Written problem. Pick up the morning blog post on birthdays and milkshakes below and continue it from its final sentence.

━━━━━ Text extract

Good morning, it’s Wednesday. The middle of the week is upon us.

I toyed with the idea of making this week’s post all about birthdays in honor of my personal birthday week. This idea came to me after I realized that Monday’s missive was all about the birthday of aviation legend Amelia Earhart, followed by yesterday’s musings about my own day of arrival of the planet 51 years ago.

But then I started Googling around, and realized how daunting a task that would be. SO MANY interesting people to choose from on any given day.

How, for example, to select George Bernard Shaw (born on this day in 1856), the Irish playwright, critic and activist who revolutionized comedic drama, and whose best known work, Pygmalion, was adapted into the popular Broadway musical My Fair Lady; over the English writer Aldous Huxley (born on this day in 1894), who wrote, among MANY other things, Brave New World, which infamously warned about the dangers of too much technology?

And that’s just the beginning.

How does one prioritize, say, rock legend Mick Jagger (born on this day in 1943 and still performing) over Olympic figure skating phenom Dorothy Hamill (born on this day in 1956), or the hysterical and extremely talented actress Sandra Bullock (born on this day in 1964) over one of the greatest filmmakers of all time, the Bronx-born Stanley Kubrick, (born on this day in 1928), who brought the world, among other things, 2001: A Space Odyssey , and A Clockwork Orange?

I’ll tell you the answer: You don’t even try. It’s too hard. You pick something easy instead, something straightforward and relatively simple (or so I thought, more on that in a second) and uncontroversial.

Something like milkshakes.

According to the American Heritage College Dictionary, a milkshake is a “a beverage that is made of milk, ice cream, and often flavoring and is blended or whipped until foamy.”

Unless, of course, who hail from New England, where it is absolutely taboo to add ice cream to your milkshake – a simple concoction of milk and flavored syrup that is vigorously shaken – because doing so makes it a frappe.

AND, if you want a coffee-flavored version of the former, and you happen to be in Rhode Island, well, then you simply order coffee milk, though you do so knowing that this is made with coffee concentrate, and therefore caffeinated.

So maybe this wasn’t as simple an undertaking as I originally thought.

The first version of a milkshake, which emerged in the late 1800s, was an alcoholic beverage that resembled eggnog. It wasn’t until the early 1900s that this concept shifted to be a more wholesome version of this treat, featuring milk and chocolate, vanilla, or strawberry flavored syrup.

Ice cream was a later addition, perhaps “invented” by a Walgreens employee in Chicago named Ivar “Pop” Coulson, (he also used malt powder in his creation), and then popularized at the local malt shop or soda fountain – a big teenage hangout. The invention of the electric blender in the 1920s made milkshakes easier and quicker to make. Dairy Queen added them to the menu in 1949, making the milkshake a staple of fast food offerings.

━━━━━━━━━━
━━━━━ Material

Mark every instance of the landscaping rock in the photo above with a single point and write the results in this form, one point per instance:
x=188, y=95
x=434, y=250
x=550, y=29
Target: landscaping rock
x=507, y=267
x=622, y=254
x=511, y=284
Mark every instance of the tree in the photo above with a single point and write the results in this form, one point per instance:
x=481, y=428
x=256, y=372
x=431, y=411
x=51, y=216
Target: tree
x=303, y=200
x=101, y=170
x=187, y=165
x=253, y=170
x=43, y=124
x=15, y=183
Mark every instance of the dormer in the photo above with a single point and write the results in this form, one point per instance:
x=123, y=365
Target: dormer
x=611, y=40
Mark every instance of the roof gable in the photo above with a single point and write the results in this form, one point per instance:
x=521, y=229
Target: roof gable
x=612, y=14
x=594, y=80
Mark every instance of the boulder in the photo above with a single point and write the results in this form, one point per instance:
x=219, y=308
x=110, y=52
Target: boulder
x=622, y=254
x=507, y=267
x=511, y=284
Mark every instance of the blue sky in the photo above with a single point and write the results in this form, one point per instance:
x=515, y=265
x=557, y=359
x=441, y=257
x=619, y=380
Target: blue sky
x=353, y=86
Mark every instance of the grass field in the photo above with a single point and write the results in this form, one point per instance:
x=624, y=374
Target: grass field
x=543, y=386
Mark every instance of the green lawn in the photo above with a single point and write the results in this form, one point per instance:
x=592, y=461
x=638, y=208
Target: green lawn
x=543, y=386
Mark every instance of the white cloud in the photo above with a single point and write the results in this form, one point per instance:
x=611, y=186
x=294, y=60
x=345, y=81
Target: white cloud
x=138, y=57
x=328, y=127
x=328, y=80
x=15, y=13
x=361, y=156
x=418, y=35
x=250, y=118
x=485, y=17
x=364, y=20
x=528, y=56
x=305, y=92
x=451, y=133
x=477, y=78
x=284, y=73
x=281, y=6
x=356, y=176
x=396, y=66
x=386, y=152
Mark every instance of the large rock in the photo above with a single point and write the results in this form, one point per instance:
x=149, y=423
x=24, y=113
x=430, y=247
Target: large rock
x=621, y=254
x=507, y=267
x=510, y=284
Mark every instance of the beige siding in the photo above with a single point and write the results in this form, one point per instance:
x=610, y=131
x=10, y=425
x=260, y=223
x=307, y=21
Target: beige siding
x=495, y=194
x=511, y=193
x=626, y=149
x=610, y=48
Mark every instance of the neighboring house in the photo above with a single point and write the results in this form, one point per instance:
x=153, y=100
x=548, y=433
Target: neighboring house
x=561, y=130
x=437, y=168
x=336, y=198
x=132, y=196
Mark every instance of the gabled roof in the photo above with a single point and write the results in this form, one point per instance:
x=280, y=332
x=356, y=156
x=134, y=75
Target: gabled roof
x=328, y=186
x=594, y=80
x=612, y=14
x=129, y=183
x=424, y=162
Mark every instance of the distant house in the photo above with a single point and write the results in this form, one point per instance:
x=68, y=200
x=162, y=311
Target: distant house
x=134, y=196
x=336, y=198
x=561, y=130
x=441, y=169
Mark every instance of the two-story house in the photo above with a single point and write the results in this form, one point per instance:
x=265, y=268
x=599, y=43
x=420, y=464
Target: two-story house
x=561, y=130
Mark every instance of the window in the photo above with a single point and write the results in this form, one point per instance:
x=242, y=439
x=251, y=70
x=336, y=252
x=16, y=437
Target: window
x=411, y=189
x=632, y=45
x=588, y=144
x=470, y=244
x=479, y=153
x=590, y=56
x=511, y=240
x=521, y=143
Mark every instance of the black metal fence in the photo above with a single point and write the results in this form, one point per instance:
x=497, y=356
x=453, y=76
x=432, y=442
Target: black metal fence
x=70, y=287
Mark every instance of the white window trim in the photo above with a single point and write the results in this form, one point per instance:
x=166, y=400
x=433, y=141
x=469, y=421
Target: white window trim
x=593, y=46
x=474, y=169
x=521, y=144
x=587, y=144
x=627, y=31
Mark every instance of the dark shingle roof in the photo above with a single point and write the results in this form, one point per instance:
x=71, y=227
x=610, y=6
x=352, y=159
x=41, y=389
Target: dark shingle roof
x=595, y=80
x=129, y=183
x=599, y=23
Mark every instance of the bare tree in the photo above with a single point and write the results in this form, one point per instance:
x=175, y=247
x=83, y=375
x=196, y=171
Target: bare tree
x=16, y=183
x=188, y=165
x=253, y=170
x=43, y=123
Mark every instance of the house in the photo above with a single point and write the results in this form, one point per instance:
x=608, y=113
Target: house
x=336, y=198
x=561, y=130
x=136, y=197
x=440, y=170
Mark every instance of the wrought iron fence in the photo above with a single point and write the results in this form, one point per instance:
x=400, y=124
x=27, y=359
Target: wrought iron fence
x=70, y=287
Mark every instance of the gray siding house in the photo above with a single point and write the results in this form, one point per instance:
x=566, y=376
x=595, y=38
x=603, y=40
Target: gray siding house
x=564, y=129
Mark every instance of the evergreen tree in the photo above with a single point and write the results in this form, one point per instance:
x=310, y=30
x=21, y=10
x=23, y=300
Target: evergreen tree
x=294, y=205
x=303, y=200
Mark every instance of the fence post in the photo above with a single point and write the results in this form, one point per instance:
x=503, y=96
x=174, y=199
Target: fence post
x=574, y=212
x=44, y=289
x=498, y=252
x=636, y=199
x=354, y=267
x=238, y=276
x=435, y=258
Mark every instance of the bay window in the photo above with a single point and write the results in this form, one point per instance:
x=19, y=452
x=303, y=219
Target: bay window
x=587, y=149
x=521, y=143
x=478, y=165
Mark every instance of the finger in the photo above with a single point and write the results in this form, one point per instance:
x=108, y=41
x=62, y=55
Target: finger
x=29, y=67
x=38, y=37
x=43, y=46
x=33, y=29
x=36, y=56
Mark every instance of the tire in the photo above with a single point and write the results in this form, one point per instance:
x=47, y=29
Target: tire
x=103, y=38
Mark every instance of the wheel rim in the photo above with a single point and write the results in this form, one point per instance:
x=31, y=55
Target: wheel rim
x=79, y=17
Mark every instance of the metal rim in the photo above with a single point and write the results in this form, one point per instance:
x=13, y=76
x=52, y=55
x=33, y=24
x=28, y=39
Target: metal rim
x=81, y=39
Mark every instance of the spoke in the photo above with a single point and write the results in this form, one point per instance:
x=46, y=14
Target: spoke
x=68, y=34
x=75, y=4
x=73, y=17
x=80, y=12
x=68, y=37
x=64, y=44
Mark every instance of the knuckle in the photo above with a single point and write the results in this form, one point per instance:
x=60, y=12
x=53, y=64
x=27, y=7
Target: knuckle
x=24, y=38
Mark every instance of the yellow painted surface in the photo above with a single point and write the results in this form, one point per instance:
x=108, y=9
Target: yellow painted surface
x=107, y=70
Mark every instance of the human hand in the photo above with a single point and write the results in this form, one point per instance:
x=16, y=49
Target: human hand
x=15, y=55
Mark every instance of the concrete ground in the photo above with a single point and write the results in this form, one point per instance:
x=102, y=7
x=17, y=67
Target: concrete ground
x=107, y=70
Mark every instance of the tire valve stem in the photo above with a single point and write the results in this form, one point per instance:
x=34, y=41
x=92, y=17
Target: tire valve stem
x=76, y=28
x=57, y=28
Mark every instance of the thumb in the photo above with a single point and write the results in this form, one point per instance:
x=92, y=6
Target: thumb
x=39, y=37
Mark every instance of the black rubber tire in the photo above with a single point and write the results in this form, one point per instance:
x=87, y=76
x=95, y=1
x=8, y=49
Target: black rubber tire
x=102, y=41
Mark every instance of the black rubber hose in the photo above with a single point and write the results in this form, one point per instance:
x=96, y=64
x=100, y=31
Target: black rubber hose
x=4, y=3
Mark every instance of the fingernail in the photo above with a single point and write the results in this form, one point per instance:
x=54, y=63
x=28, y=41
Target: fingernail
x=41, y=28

━━━━━━━━━━

Expected answer.
Today, ironically, we’ve come full circle in some sense with the introduction of “boozy” ice creams – alcohol-infused sweet treats with a kick.

My personal history with milkshakes begins and ends with the Fribble, which you can still get today – if you can find a Friendly’s to make it for you.

This is all an incredibly warm-up for me to wish you a Happy National Coffee Milkshake Day, the whys and wherefores I can’t really nail down. Coffee isn’t my favorite flavor – as we know, I’m more of a chocolate girl. But I wouldn’t turn one down in a pinch.

It’s going to be hot (high 80s) and mostly sunny with a few afternoon clouds. Enjoy it while you can, because it looks like we’re in for a spate of weird, stormy and on-the-cool side weather.

In the headlines…

The White House yesterday forgave $130 million in student debt for 7,400 borrowers who attended CollegeAmerica, a now-defunct institution in Colorado that officials said misled borrowers about their loans and career prospects.

The Education Department has opened a civil rights investigation into Harvard University’s legacy admissions policy, inserting the federal government directly into a fierce national debate about wealth, privilege and race after affirmative action was struck down.

A federal judge struck down a stringent new asylum policy that the Biden administration has called crucial to its efforts to curb illegal crossings along the U.S.-Mexico border.

Speaker Kevin McCarthy, under pressure from the hard right to take aggressive steps against the Biden administration, suggested yesterday that the House was moving toward opening an impeachment inquiry against the president.

On the eve of Hunter Biden’s court appearance to enter into a plea deal for misdemeanor tax crimes that would allow him to avoid prison time, House Republicans and conservative groups urged a judge to throw out the agreement he reached with prosecutors.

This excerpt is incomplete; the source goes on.